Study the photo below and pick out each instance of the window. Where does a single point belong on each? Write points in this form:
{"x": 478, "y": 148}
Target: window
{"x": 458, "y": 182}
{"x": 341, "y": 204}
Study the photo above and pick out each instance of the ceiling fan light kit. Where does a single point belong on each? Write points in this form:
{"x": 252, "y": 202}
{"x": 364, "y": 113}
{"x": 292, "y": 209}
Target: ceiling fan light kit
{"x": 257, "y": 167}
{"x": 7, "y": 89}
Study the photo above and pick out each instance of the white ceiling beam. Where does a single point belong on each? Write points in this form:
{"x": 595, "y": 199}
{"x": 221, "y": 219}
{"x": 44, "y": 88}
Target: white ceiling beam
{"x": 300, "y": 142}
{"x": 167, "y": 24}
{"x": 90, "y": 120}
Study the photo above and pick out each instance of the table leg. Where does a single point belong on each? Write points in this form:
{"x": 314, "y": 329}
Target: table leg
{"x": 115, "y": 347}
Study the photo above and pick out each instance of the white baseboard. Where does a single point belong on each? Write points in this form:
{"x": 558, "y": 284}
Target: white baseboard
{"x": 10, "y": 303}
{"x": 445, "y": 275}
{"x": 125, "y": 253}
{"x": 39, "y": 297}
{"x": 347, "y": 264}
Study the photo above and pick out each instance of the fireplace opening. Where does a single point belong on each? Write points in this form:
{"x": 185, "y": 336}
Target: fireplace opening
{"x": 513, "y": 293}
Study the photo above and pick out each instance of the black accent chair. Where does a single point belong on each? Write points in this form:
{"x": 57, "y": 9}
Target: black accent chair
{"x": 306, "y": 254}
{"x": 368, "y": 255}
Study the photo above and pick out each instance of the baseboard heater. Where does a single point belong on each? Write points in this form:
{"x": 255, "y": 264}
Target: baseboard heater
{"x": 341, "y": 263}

######

[REQUIRED ACTION]
From the records above, return each line that includes "form".

[EXERCISE SOLUTION]
Study the photo below and pick out each instance of the window. Where does a single point belong on each? Write points in this form:
Study the photo above and pick out each instance of the ceiling fan light kit. Where does a single point belong on each? Write points in this form:
Study the photo above and pick out each instance of the white ceiling beam. Where does a single point belong on each? Write points in this form:
Study the photo above and pick out each instance of the table leg. Where does a single point belong on each? Write points in this form:
Study the photo above and pick out each instance of the white baseboard. Where does a single point belong on each? Write points in this form:
Study the photo above and pick out each instance of the fireplace opening. Where does a single point belong on each? Write points in this form:
Study the photo above and pick out each instance of the black accent chair. Where does a single point belong on each? Write points in this form:
Study the photo above and pick out each instance of the baseboard heater. Where does a single point belong on each? Write points in this form:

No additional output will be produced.